══ Passage retenu
Le premier ministre Justin Trudeau a surpris les Communes le 6 juin en annonçant une révision de la Loi sur les langues officielles que les minorités revendiquent depuis plus d’un an.

Par Jean-Pierre DUBÉ (Francopresse)

Le sénateur qui préside le Comité permanent des langues officielles, l’Acadien René Cormier, a accueilli avec enthousiasme la déclaration du premier ministre le 6 juin dernier. Le comité sénatorial avait pris l’initiative de lancer une étude de deux ans sur la modernisation de la loi, en mai 2017. « Le rapport qui émanera de l’étude que nous menons actuellement à ce sujet, et qui sera remis au gouvernement au printemps 2019, sera une source d’information inestimable pour renforcer cette loi qui aura 50 ans l’an prochain », a-t-il déclaré.

Le président de la Fédération des communautés francophones et acadienne, Jean Johnson, s’est également montré encouragé par la réponse du gouvernement, la qualifiant de « percée majeure ».
════
Tâches demandées -
[1] Transcrivez tout ce qui va de « Le premier ministre » jusqu'à « Jean-Pierre DUBÉ (Francopresse) » dans l'article sur la Loi sur les langues officielles.
[2] D'après l'article sur la Loi sur les langues officielles, à quel moment le rapport issu de l'étude du comité sénatorial sera-t-il remis au gouvernement ?
══ Extraits de données
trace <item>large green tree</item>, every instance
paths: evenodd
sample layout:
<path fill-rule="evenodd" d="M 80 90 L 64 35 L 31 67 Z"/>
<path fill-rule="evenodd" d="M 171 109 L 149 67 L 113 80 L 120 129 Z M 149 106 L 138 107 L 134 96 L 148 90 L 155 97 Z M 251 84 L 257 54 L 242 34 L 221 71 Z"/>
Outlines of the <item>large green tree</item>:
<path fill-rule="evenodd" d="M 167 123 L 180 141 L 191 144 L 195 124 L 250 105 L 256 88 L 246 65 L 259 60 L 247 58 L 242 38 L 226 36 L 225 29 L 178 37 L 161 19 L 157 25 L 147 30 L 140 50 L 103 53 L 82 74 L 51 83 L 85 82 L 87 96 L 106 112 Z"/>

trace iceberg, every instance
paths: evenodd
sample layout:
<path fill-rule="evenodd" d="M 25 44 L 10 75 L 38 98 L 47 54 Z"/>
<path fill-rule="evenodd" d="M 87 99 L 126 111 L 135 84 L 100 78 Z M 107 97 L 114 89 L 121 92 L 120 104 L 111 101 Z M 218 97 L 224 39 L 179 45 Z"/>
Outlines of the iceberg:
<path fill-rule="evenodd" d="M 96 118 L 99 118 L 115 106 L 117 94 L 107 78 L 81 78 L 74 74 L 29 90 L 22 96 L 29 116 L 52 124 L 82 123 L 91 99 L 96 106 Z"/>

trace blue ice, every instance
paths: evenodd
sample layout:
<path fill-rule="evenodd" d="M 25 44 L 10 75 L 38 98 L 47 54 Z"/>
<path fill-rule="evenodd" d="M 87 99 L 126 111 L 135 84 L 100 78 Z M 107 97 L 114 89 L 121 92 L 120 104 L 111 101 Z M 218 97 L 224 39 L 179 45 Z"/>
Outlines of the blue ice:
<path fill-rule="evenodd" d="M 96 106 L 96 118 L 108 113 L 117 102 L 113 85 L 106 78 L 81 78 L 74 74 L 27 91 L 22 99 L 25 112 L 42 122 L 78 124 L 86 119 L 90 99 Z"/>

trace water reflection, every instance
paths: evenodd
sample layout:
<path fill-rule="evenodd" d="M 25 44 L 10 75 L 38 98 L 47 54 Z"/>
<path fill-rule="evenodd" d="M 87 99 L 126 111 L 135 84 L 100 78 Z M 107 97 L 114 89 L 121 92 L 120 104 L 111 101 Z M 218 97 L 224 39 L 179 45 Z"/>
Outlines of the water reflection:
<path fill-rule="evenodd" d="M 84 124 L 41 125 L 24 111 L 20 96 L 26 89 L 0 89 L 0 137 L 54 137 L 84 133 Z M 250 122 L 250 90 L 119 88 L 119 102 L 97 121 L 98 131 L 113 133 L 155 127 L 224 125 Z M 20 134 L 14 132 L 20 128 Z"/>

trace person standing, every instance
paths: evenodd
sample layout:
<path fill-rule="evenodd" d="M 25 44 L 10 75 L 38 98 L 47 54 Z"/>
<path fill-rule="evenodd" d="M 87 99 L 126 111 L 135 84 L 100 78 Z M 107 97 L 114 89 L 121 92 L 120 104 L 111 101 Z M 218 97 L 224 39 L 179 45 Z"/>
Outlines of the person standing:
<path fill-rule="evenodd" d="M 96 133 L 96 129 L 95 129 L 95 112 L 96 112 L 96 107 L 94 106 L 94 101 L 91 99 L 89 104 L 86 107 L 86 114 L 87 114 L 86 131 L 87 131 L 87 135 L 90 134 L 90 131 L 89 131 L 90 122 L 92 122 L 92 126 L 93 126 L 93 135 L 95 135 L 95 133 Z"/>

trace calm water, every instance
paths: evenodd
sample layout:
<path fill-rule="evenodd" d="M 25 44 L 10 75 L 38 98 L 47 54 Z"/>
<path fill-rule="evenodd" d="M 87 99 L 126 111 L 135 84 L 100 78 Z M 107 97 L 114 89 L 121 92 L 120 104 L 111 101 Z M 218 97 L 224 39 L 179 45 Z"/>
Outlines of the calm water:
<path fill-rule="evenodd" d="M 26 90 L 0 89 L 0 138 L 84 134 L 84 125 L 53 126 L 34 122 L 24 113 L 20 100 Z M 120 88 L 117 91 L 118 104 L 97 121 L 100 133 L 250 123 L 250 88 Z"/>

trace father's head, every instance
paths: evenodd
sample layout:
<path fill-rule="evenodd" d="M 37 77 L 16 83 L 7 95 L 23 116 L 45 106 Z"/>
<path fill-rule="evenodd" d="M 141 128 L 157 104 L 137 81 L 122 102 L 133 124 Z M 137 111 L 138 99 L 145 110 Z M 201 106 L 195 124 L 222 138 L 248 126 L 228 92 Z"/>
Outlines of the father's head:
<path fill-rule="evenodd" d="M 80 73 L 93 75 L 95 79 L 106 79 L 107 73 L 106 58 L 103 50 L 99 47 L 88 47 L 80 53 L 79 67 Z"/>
════
Réponses détaillées -
[1]
Le premier ministre Justin Trudeau a surpris les Communes le 6 juin en annonçant une révision de la Loi sur les langues officielles que les minorités revendiquent depuis plus d’un an.

Par Jean-Pierre DUBÉ (Francopresse)

[2] Au printemps 2019.